_What you have to do:_
Needed from the entries below: every line that holds the word "bush".

━━ Material for this exercise

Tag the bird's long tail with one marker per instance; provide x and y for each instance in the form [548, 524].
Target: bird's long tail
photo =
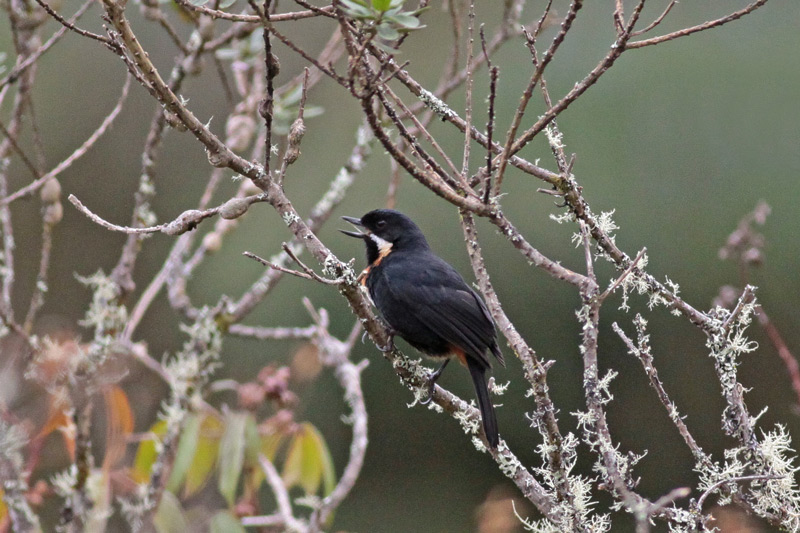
[484, 403]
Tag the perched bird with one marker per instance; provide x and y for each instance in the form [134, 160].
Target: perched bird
[427, 302]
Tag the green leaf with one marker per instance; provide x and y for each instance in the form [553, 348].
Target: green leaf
[387, 32]
[405, 20]
[225, 522]
[169, 517]
[184, 456]
[205, 456]
[326, 461]
[381, 5]
[146, 454]
[308, 461]
[231, 455]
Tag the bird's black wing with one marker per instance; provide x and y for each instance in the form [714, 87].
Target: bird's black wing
[443, 304]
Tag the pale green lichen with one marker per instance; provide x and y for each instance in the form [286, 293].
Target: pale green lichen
[436, 105]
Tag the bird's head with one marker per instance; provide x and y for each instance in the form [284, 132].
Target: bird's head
[384, 231]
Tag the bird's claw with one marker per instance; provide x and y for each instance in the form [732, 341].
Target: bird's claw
[389, 346]
[431, 385]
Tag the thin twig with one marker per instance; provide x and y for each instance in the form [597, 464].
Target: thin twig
[305, 275]
[657, 21]
[53, 13]
[700, 27]
[281, 494]
[622, 277]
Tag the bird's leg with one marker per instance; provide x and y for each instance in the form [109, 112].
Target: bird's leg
[432, 382]
[390, 344]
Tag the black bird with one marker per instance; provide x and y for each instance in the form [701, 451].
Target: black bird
[427, 302]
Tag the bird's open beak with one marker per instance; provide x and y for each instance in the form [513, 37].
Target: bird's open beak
[357, 223]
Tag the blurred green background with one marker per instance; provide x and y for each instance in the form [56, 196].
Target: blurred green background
[681, 139]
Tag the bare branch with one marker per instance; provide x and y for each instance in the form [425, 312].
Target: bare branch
[700, 27]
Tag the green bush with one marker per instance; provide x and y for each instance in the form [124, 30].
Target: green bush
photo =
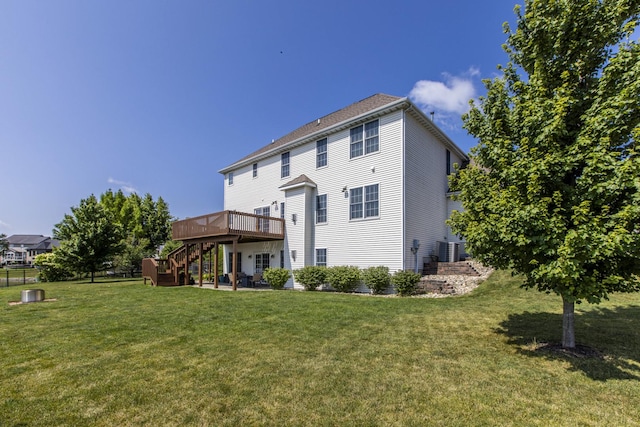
[405, 281]
[377, 279]
[50, 269]
[311, 276]
[344, 278]
[276, 277]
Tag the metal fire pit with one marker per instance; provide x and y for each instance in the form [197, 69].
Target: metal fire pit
[32, 295]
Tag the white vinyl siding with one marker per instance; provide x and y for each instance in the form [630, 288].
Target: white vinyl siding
[364, 202]
[321, 208]
[426, 206]
[284, 165]
[321, 257]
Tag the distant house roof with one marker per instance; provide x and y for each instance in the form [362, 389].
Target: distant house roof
[26, 239]
[32, 241]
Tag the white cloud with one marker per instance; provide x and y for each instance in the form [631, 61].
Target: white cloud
[126, 187]
[449, 97]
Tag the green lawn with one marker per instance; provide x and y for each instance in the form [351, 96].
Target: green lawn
[122, 353]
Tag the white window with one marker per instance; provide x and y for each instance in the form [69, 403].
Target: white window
[364, 139]
[364, 202]
[261, 263]
[321, 257]
[321, 153]
[321, 208]
[263, 223]
[284, 165]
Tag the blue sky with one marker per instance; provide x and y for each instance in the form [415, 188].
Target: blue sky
[156, 96]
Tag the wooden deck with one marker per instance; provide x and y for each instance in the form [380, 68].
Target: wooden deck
[203, 234]
[228, 226]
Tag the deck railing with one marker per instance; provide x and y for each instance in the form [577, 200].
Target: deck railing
[228, 223]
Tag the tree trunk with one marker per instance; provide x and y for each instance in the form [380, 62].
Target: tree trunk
[568, 332]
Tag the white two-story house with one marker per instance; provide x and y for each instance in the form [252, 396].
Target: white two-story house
[365, 186]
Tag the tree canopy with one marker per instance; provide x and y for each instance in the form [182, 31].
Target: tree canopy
[116, 231]
[553, 190]
[89, 237]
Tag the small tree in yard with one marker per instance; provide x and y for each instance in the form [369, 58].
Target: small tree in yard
[405, 282]
[377, 279]
[50, 269]
[311, 276]
[276, 277]
[553, 192]
[89, 237]
[344, 278]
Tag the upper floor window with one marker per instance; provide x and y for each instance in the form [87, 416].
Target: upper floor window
[284, 165]
[321, 257]
[364, 202]
[263, 223]
[262, 262]
[321, 208]
[321, 153]
[364, 139]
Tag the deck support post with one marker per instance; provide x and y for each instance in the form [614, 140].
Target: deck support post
[186, 264]
[215, 265]
[200, 255]
[234, 267]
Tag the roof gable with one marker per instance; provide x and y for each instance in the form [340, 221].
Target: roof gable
[352, 111]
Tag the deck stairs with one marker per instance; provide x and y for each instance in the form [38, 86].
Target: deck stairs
[166, 272]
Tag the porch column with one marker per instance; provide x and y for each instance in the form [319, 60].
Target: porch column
[186, 264]
[215, 265]
[234, 267]
[200, 254]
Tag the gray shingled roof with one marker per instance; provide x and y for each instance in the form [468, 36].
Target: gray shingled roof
[302, 179]
[26, 239]
[354, 110]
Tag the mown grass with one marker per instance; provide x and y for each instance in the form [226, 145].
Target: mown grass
[121, 353]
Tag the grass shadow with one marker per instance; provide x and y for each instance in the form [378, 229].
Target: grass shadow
[608, 344]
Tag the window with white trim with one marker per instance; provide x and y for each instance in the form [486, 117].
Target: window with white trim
[364, 139]
[364, 202]
[284, 165]
[321, 208]
[263, 223]
[321, 153]
[321, 257]
[261, 262]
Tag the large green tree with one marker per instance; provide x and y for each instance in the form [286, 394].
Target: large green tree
[89, 237]
[146, 225]
[553, 191]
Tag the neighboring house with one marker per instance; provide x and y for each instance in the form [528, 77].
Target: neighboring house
[364, 186]
[23, 248]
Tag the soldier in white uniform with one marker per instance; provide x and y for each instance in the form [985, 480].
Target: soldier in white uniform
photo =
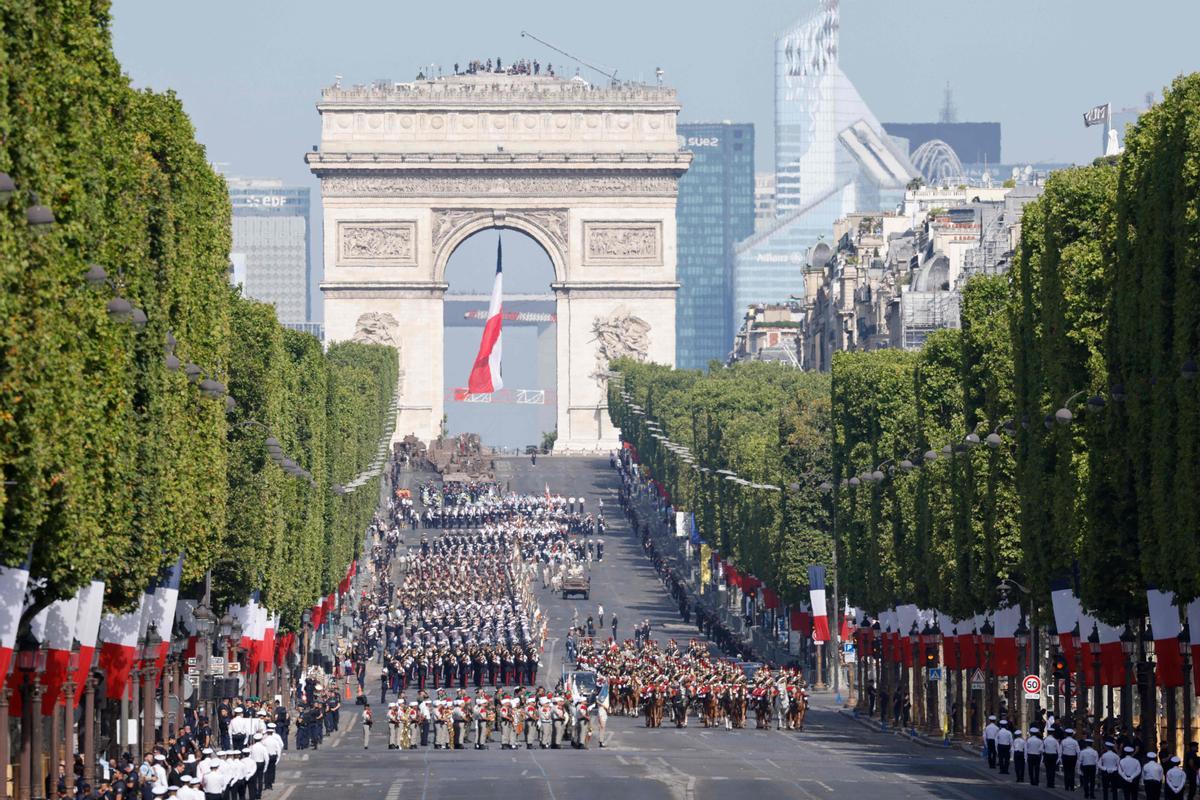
[274, 744]
[1033, 746]
[1176, 780]
[1003, 746]
[1050, 757]
[258, 752]
[240, 728]
[989, 740]
[1152, 776]
[1129, 771]
[213, 782]
[1109, 765]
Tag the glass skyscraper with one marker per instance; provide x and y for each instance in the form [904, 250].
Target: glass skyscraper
[270, 246]
[715, 210]
[832, 158]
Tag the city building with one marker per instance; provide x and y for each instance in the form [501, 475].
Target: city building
[973, 143]
[832, 158]
[763, 199]
[887, 281]
[271, 254]
[715, 210]
[769, 332]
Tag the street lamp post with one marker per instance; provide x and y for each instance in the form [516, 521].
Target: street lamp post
[913, 674]
[89, 728]
[30, 660]
[1023, 644]
[1093, 645]
[1186, 653]
[205, 624]
[5, 757]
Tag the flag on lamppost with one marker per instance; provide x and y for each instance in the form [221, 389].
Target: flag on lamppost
[820, 611]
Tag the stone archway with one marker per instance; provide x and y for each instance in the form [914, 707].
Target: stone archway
[411, 170]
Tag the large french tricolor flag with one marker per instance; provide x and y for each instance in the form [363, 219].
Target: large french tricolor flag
[13, 581]
[1066, 618]
[485, 374]
[820, 607]
[89, 609]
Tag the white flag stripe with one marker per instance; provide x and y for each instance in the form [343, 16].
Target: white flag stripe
[89, 608]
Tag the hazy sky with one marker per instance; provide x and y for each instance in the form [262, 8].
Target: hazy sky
[250, 71]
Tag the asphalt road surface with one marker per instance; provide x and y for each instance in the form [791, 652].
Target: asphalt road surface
[833, 757]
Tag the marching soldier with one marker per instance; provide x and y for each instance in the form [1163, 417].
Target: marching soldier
[1069, 750]
[1003, 746]
[1033, 749]
[1110, 765]
[1129, 771]
[394, 725]
[989, 740]
[1176, 780]
[1152, 776]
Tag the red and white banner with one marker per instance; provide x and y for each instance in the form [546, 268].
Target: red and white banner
[119, 648]
[1003, 659]
[13, 581]
[89, 609]
[485, 374]
[1164, 621]
[57, 632]
[1066, 617]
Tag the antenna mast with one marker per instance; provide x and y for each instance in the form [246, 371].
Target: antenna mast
[610, 76]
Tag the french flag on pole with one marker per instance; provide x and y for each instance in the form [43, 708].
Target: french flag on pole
[1066, 618]
[485, 374]
[13, 581]
[57, 632]
[162, 614]
[119, 647]
[1164, 621]
[820, 607]
[88, 613]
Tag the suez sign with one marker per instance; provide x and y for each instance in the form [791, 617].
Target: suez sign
[700, 142]
[262, 200]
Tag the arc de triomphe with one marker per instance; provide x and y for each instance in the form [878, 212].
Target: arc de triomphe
[411, 170]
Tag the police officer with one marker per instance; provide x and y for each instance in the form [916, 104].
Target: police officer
[1050, 751]
[274, 744]
[989, 740]
[1068, 750]
[1152, 776]
[1033, 746]
[1176, 780]
[1003, 746]
[1129, 771]
[1089, 761]
[1110, 764]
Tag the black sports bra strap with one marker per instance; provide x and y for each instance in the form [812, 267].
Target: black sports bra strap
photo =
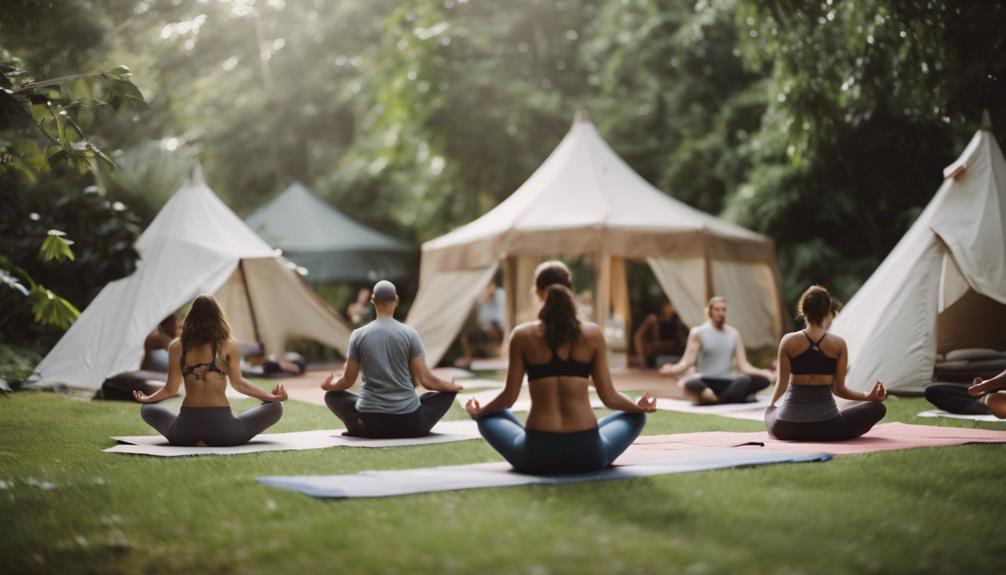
[815, 345]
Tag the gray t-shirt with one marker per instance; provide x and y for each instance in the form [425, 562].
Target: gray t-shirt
[383, 349]
[717, 351]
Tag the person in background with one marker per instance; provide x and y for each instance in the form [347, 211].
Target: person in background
[659, 335]
[359, 312]
[711, 349]
[391, 357]
[812, 368]
[489, 324]
[560, 356]
[203, 358]
[982, 398]
[155, 347]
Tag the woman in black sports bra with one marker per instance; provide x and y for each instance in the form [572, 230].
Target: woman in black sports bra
[560, 355]
[202, 358]
[812, 367]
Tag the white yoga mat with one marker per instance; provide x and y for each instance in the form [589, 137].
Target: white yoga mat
[500, 474]
[751, 411]
[949, 415]
[156, 445]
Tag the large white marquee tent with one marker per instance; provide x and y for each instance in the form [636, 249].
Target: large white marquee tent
[943, 288]
[584, 200]
[194, 245]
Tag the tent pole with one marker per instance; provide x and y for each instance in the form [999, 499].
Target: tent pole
[247, 295]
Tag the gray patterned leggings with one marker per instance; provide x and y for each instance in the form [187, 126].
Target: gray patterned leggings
[214, 426]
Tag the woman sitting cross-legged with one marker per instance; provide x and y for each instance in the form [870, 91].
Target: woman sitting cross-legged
[203, 357]
[812, 366]
[560, 355]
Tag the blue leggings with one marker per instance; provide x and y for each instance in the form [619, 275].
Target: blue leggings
[545, 453]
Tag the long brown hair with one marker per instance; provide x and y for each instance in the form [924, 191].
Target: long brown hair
[558, 314]
[204, 324]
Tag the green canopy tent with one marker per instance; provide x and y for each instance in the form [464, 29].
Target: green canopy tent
[330, 244]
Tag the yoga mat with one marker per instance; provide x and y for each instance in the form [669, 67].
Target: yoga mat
[500, 474]
[452, 372]
[887, 436]
[156, 445]
[752, 411]
[949, 415]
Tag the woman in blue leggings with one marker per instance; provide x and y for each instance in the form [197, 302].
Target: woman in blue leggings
[560, 355]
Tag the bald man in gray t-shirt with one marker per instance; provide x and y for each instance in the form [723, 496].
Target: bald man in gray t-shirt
[392, 360]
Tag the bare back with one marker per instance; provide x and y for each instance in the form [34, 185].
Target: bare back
[203, 372]
[560, 403]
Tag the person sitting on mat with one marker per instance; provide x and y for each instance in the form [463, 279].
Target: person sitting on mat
[560, 355]
[488, 329]
[979, 399]
[660, 335]
[812, 366]
[155, 347]
[203, 357]
[392, 359]
[711, 348]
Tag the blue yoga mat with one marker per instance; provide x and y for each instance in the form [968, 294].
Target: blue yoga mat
[500, 474]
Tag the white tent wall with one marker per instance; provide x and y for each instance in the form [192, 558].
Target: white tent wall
[759, 319]
[192, 246]
[284, 308]
[443, 305]
[683, 280]
[890, 324]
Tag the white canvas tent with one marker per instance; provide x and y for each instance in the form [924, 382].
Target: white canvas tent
[949, 269]
[330, 244]
[194, 245]
[583, 200]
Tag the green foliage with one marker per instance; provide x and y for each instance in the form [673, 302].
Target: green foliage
[55, 248]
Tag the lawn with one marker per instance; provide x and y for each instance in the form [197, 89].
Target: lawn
[68, 508]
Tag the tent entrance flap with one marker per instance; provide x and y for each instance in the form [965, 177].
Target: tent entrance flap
[442, 306]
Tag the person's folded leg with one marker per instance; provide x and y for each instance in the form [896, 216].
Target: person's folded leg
[735, 391]
[955, 399]
[860, 418]
[434, 405]
[618, 431]
[506, 434]
[160, 418]
[255, 421]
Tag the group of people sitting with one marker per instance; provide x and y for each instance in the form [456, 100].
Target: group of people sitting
[559, 354]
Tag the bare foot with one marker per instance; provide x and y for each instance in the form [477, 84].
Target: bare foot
[979, 387]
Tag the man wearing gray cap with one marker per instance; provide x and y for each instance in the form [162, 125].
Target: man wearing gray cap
[392, 359]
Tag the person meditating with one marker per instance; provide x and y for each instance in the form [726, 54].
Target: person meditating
[203, 357]
[660, 335]
[560, 355]
[711, 348]
[812, 367]
[979, 399]
[155, 346]
[392, 359]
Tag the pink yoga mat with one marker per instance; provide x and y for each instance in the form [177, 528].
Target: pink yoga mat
[883, 437]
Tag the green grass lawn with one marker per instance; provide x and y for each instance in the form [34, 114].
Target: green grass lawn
[68, 508]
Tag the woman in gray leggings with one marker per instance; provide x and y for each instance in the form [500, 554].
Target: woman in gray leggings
[812, 367]
[202, 358]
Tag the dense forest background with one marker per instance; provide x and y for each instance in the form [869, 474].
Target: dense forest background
[823, 125]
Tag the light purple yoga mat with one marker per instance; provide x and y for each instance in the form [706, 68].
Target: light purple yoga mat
[500, 474]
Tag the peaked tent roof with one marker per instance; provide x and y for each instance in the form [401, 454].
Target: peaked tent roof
[583, 184]
[194, 244]
[957, 243]
[583, 199]
[329, 243]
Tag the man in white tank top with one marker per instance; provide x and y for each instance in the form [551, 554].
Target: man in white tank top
[711, 349]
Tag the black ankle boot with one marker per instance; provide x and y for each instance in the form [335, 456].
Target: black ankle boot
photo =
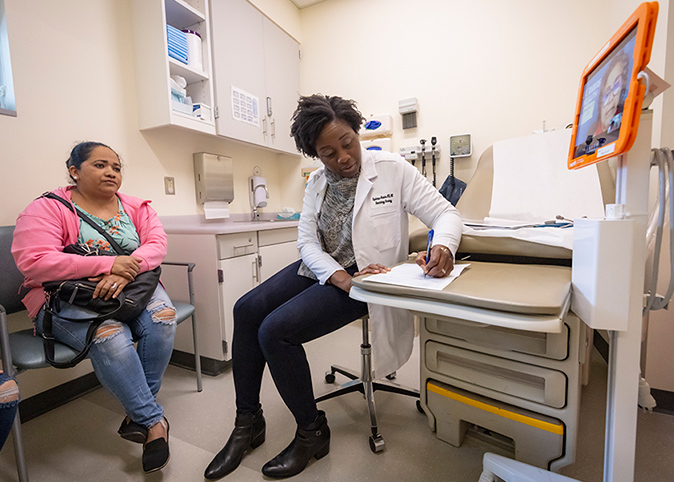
[296, 456]
[249, 429]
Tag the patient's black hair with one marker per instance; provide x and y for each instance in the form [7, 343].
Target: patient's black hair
[314, 112]
[81, 153]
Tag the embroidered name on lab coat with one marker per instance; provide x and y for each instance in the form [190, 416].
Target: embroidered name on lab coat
[382, 199]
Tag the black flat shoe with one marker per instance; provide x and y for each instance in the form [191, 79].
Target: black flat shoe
[156, 453]
[130, 430]
[305, 445]
[248, 433]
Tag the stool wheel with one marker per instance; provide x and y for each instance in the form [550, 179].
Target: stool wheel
[377, 443]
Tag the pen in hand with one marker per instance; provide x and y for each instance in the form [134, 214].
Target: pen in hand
[429, 241]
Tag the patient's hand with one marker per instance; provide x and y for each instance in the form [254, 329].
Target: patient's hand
[440, 263]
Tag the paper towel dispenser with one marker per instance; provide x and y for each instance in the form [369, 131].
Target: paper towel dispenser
[213, 177]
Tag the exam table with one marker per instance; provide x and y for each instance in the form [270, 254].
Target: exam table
[501, 351]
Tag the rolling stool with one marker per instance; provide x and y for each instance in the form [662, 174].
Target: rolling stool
[365, 384]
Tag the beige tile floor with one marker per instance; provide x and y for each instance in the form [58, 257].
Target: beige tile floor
[78, 442]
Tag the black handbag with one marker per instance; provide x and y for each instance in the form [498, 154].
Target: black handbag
[129, 304]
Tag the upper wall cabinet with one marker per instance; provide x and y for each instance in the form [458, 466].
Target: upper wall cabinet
[160, 102]
[256, 66]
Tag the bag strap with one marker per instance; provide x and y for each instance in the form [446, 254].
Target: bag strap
[89, 221]
[48, 341]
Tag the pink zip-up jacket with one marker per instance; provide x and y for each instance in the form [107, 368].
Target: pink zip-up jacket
[46, 226]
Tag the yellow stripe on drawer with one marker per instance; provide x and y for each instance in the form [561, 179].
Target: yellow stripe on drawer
[556, 428]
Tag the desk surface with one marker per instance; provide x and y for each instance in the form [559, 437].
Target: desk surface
[524, 297]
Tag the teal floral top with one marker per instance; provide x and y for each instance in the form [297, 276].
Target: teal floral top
[119, 227]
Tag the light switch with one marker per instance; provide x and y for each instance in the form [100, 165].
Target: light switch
[169, 185]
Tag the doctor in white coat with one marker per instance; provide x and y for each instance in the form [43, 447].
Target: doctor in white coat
[354, 221]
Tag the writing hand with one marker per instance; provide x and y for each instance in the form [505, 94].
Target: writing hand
[373, 268]
[440, 264]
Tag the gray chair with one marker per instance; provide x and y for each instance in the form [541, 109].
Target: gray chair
[21, 350]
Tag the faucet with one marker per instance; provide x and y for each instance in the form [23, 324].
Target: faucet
[255, 215]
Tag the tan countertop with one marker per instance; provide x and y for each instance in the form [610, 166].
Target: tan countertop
[236, 223]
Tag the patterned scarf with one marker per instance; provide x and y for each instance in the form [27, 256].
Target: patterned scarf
[335, 221]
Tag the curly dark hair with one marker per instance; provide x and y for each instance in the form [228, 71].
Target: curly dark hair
[314, 112]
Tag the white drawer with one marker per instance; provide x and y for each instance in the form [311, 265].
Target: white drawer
[238, 244]
[529, 382]
[549, 345]
[276, 236]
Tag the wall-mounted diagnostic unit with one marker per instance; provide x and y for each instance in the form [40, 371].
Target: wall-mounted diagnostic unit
[460, 145]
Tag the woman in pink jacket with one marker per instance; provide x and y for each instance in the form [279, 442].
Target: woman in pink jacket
[45, 227]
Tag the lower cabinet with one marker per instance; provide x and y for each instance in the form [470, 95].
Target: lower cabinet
[227, 266]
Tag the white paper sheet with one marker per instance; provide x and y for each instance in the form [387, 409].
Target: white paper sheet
[412, 275]
[532, 183]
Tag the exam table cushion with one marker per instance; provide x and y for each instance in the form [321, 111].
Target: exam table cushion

━━━━

_The answer:_
Tag the green bush with one marker per instance; provide x and y for each instance in the form [124, 30].
Target: green bush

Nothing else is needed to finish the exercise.